Work to be completed → Edit the lines below so that "Put a marker on" becomes "Place a dot on" everywhere and nothing else changes. Leave the pictures out of your answer.

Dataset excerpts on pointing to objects
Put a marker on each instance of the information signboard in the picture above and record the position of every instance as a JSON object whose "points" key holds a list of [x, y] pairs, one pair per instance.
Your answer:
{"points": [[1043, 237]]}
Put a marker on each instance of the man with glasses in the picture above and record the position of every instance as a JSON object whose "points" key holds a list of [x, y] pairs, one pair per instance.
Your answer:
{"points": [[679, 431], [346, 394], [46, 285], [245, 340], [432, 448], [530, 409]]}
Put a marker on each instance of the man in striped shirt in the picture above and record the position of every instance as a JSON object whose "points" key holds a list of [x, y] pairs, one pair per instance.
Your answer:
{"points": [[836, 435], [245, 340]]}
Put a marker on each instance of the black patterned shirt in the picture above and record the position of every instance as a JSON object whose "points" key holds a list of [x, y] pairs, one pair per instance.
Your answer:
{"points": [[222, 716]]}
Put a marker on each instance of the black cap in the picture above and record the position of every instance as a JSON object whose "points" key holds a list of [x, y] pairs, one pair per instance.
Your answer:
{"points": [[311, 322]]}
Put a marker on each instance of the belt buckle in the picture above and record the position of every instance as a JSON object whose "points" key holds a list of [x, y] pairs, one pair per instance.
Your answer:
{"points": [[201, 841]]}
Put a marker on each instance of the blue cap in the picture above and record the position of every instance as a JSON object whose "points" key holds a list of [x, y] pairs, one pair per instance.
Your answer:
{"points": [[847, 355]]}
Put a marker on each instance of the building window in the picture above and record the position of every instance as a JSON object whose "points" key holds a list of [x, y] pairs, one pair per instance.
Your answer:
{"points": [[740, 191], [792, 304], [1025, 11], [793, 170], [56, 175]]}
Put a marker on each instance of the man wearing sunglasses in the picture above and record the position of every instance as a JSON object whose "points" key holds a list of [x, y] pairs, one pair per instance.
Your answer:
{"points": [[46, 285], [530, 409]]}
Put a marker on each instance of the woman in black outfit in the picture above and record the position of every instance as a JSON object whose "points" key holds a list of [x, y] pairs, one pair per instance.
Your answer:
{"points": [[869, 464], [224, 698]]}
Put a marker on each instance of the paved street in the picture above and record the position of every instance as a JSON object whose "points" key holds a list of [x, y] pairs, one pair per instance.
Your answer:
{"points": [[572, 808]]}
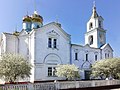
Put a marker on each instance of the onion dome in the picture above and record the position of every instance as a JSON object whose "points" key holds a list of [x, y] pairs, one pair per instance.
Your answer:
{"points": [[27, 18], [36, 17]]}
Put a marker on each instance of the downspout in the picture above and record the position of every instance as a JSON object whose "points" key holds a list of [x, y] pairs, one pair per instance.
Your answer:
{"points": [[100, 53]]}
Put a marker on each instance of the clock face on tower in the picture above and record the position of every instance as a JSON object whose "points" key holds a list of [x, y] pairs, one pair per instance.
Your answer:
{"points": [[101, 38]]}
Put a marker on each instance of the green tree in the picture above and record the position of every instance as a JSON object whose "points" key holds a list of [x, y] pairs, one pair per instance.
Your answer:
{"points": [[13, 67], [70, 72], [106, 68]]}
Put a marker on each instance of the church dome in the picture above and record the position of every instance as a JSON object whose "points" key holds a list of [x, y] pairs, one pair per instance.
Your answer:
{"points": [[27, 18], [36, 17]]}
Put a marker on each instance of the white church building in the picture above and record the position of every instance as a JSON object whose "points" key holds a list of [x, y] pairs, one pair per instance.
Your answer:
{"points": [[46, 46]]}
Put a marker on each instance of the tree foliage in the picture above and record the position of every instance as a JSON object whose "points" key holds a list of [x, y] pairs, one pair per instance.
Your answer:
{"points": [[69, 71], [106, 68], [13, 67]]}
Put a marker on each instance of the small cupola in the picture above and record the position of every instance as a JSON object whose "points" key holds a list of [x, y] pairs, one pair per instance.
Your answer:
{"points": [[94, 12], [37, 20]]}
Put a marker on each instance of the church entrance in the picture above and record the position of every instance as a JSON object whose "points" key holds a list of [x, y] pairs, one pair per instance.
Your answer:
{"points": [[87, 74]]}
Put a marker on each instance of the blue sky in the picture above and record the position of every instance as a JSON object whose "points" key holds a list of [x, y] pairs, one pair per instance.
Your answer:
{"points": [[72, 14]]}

Task result →
Place a dot on each instance of the information signboard in the picture above and record the position of every instance as a JSON object whose "points" key holds a list of [x, y] pairs, one pair per instance.
Your answer:
{"points": [[1043, 237]]}
Place a dot on each instance of the man with glasses in the picture above and record the position of every instance as a JSON object whose "points" key holds a list of [x, y] pairs, one pair per instance.
Your answer:
{"points": [[679, 431], [346, 394], [46, 285], [245, 340], [432, 448], [530, 409]]}
Place a dot on each instance of the man in striped shirt in the picture above and record the position of every instance as a JSON object whose "points" key holds a list of [x, y] pairs, one pair per instance.
Your answer:
{"points": [[836, 435], [245, 340]]}
Place a dot on each instance of the black patterned shirt in the picture above and record the position of every instance as a JSON object whose "points" key holds a list of [x, y] pairs, one pair per instance.
Your answer:
{"points": [[222, 716]]}
Place a dot on each instance of the black cap in the picture above and record the position of every instance as a JSON object whose "points" key holds a list of [x, y] pairs, one pair per instance.
Your answer:
{"points": [[311, 322]]}
Place a dot on each instance of the belt buckle in the picture above and record the position of every instance as a JSON object whose "points" key holds a list of [x, y] pairs, one pair per instance.
Your answer:
{"points": [[201, 841]]}
Place a dot on each instance of the blue cap in the picture above and record the position of every instance as a JSON object whose "points" key holds a list of [x, y] pairs, one pair per instance.
Your answer:
{"points": [[847, 355]]}
Place a dot on each instance of the building window in the picture above and record the position of every instance as a JSON object whose "points" key holds a list of [x, y] pairs, one pair per instance.
Your answer:
{"points": [[740, 191], [792, 304], [1025, 11], [793, 170], [56, 175]]}
Place a dot on each instance of the man wearing sunglasses in the picture above and record the position of every instance as a JSON object whose "points" key holds a list of [x, y] pairs, one pair per instance.
Your answer:
{"points": [[46, 285], [530, 409]]}
Place a dot on each instance of the woman in black outfit in the picture above and record the position of every instance as a JSON object whose "points" key holds a list of [x, y] pairs, one pair per instance.
Your answer:
{"points": [[869, 464], [224, 698]]}
Place a dot on each instance of the paved street in the picture above and record the position of every instance as a JSON object whose "points" key holds a list of [x, y] pairs, one pair per instance.
Your answer:
{"points": [[572, 808]]}
Place a dot on each instance of the onion dome in the picture above and record the position of every instance as a JSON object whose "points" key holds a list of [x, y] pairs, one pair per instance.
Your answer:
{"points": [[27, 18], [36, 17]]}
Place a dot on each instance of the downspout in the picture above and record the position of every instance as a JSON object whose "points" key holds a list of [x, y] pairs, one pair per instance.
Your answer:
{"points": [[100, 53]]}
Place a dot on each instance of the clock face on tower in the picture above and record the position of every instance as a JSON object whose "points" key holds a list of [x, y] pairs, one pair per instance.
Your answer:
{"points": [[101, 38]]}
Place a dot on each instance of the green tree in the picture above and record the position of every instance as a JSON object whose "points" key holds a list of [x, y] pairs, one pair per instance.
Your answer:
{"points": [[13, 67], [70, 72], [106, 68]]}
Place a dot on each instance of the church dome in the picture above and record the position of every instance as a JSON object whose "points" key holds a list of [x, y] pairs, one pair per instance.
Your answer:
{"points": [[27, 18], [36, 17]]}
Place a dot on each instance of the white church building in the picture above and record the position of every instance as a JSON object whose "points" key holds a list of [x, y] pairs, one pair per instance.
Your answer:
{"points": [[46, 46]]}
Place a dot on each instance of the tree foliage in the picture above and record the position of every instance as a JSON object whose "points" key holds a list of [x, y] pairs, one pair per instance.
Your answer:
{"points": [[69, 71], [106, 68], [13, 67]]}
Place a dot on each instance of the small cupola in the picture above and record the position of every instance as a JSON object whose "points" key holds a list of [x, y] pairs, one pair per instance.
Your answer:
{"points": [[94, 12], [37, 20]]}
Place a dot on each instance of the church entrance in the picture above and record the position of every instance as a JSON object whose "points" key holds a list of [x, y] pairs, one pair per instance.
Your answer:
{"points": [[87, 74]]}
Place a dot on each instance of the blue sky in the picture above and record the position of every instance as a JSON object whose "points" key holds a list of [x, y] pairs, one pair per instance.
Your answer:
{"points": [[72, 14]]}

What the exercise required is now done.